## [EXERCISE REQUIREMENTS]
What you give back should match the records word for word.

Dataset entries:
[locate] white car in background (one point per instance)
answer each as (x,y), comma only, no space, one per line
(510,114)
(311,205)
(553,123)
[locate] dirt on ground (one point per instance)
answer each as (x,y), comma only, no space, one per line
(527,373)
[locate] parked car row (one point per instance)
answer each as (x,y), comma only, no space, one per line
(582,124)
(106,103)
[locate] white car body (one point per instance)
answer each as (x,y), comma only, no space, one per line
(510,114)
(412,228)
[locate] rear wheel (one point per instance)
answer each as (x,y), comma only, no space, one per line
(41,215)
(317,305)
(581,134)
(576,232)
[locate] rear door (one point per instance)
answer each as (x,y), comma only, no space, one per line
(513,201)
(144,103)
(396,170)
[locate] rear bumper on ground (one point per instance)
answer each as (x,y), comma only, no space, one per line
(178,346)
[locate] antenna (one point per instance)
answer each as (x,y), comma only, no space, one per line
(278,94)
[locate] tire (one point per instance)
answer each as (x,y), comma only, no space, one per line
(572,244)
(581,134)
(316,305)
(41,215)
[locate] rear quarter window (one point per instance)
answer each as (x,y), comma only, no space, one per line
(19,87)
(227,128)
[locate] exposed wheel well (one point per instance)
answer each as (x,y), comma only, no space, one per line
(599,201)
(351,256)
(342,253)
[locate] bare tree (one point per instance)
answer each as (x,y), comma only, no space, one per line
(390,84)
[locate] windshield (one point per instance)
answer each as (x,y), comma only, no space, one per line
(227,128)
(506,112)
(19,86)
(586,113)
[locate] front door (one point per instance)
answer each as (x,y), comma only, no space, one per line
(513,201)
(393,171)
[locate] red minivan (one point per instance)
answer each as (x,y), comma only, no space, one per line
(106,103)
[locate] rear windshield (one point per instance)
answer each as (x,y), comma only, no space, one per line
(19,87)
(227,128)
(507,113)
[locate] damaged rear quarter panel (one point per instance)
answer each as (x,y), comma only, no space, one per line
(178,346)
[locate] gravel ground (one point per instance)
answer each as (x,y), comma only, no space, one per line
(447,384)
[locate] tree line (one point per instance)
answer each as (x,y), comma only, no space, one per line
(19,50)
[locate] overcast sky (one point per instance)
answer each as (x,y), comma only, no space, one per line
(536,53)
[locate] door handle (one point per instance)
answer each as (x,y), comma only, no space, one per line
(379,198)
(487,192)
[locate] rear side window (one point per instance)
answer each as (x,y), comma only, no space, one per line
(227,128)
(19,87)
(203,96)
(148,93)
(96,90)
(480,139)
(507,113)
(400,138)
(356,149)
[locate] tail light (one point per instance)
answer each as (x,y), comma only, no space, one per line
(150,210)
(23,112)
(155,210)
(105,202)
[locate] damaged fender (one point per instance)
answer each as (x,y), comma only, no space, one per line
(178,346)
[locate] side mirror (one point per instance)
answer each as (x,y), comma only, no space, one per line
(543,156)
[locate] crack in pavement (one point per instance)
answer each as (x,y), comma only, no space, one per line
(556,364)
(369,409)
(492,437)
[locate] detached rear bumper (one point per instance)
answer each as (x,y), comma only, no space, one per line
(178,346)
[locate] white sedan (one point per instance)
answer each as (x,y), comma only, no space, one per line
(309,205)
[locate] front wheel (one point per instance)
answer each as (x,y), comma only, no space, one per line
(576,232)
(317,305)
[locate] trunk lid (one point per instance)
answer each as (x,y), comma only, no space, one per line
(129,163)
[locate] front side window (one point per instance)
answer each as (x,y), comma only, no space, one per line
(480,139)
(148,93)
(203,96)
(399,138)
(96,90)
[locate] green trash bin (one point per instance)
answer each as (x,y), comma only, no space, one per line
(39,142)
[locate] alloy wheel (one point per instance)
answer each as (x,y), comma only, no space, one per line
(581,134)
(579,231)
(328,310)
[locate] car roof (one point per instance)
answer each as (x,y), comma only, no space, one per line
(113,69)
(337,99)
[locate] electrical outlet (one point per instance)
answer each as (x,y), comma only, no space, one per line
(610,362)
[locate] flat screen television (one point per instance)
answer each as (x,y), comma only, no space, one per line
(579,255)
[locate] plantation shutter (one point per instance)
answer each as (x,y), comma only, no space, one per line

## [SOLUTION FOR THIS EXERCISE]
[locate] white car in background (one point per instance)
answer each as (x,y), comma only, no space, one per line
(510,114)
(311,205)
(553,123)
[locate] dirt on ground (one point per instance)
answer each as (x,y), comma only, no space, one per line
(527,373)
[locate] parked car row (one point per instance)
answer each as (x,y), comma only, no space, one per line
(582,124)
(106,103)
[locate] white car body (one point per instance)
answer each as (x,y), comma only, no space, one per line
(510,114)
(412,228)
[locate] rear wheel (one point per instance)
answer each as (x,y), comma only, no space, one per line
(41,215)
(317,305)
(581,134)
(576,232)
[locate] rear door (one point per instance)
answer each as (x,y), comma only, no space, one per line
(513,201)
(144,103)
(396,170)
[locate] rear bumper on ground (one point per instance)
answer each as (x,y), comma only, no space, one per line
(178,346)
[locate] antenna (one point per instance)
answer each as (x,y), comma only, no space, one per line
(278,94)
[locate] tire (one point per instance)
answer each as (x,y), comma only, no space, one per line
(572,244)
(581,134)
(316,305)
(41,215)
[locate] rear quarter window (one point per instance)
answer each as (x,y), comma only, no space, one per line
(19,87)
(227,128)
[locate] exposed wheel well (one point per instance)
answer each as (x,y), comma only, no space, one per line
(599,201)
(351,256)
(342,253)
[locate] bare tree (one point per instance)
answer each as (x,y), comma only, no space, one per line
(390,84)
[locate] windshield (one point per instance)
answer each as (x,y), comma only, no space, one per line
(227,128)
(506,112)
(19,86)
(586,113)
[locate] front door (one point per instance)
answer each as (x,y), comma only, no space, one per line
(513,201)
(393,171)
[locate] red minivan (one point per instance)
answer each as (x,y), comma only, no space, one per line
(106,103)
[locate] rear windshield (one point per instance)
answer each as (x,y), comma only, no space, one per line
(19,87)
(227,128)
(507,113)
[locate] damaged rear quarter panel (one point per instance)
answer each as (x,y), comma only, no space, one per line
(178,346)
[locate] gravel ground (one point per instance)
answer each as (x,y), comma only, no space, one per line
(447,384)
[locate] tree line (one point per instance)
answer each as (x,y), comma only, no space, one per line
(19,50)
[locate] overcast sky (one point per instance)
answer each as (x,y), comma only, no space, one per line
(536,53)
[locate] door handle (one point per instance)
answer each as (x,y), comma only, no space, one per line
(379,198)
(487,192)
[locate] rear side window (one point per instance)
answer each as (x,y), comma only, no space, one per line
(227,128)
(19,87)
(203,96)
(148,93)
(96,90)
(480,139)
(507,113)
(400,138)
(356,149)
[locate] tail light (one point per instance)
answer each as (x,y), comma only, no space, one per line
(150,210)
(23,112)
(155,210)
(105,202)
[locate] damaged fender (one point per instance)
answer each as (x,y), comma only, no space, one per line
(178,346)
[locate] side mirror (one point per instance)
answer each as (x,y), comma only, no space, one per line
(543,156)
[locate] crack in pavement (one point per instance)
answer each as (x,y), comma only, no space, one per line
(556,364)
(369,409)
(492,437)
[locate] detached rear bumper (one point per instance)
answer each as (x,y), comma only, no space, one per line
(178,346)
[locate] white sedan (one point per instance)
answer each as (x,y), comma only, no space, one per line
(309,205)
[locate] front wheel (one point per instance)
answer each as (x,y), comma only, no space, one per line
(576,232)
(317,305)
[locate] trunk lid (one point per instance)
answer each as (x,y), comma only, no space, one per line
(129,163)
[locate] front side window (one point per instance)
answer each as (x,y), comma only, no space, one per line
(480,139)
(148,93)
(203,96)
(399,138)
(96,90)
[locate] green trash bin (one point per instance)
answer each as (x,y), comma only, no space, one per line
(39,142)
[locate] alloy wheel (one point per instance)
answer each as (x,y), comma only, no space, one per line
(581,134)
(579,231)
(328,310)
[locate] car roof (one point per instance)
answer each as (x,y), comma only, no space, one per line
(113,69)
(337,99)
[locate] electrical outlet (one point per instance)
answer each as (x,y), comma only, no space, one per line
(610,362)
[locate] flat screen television (one point per instance)
answer each as (x,y), comma only, no space, one per line
(579,255)
[locate] plantation shutter (one point per instance)
answer each as (x,y), comma only, no space, one per line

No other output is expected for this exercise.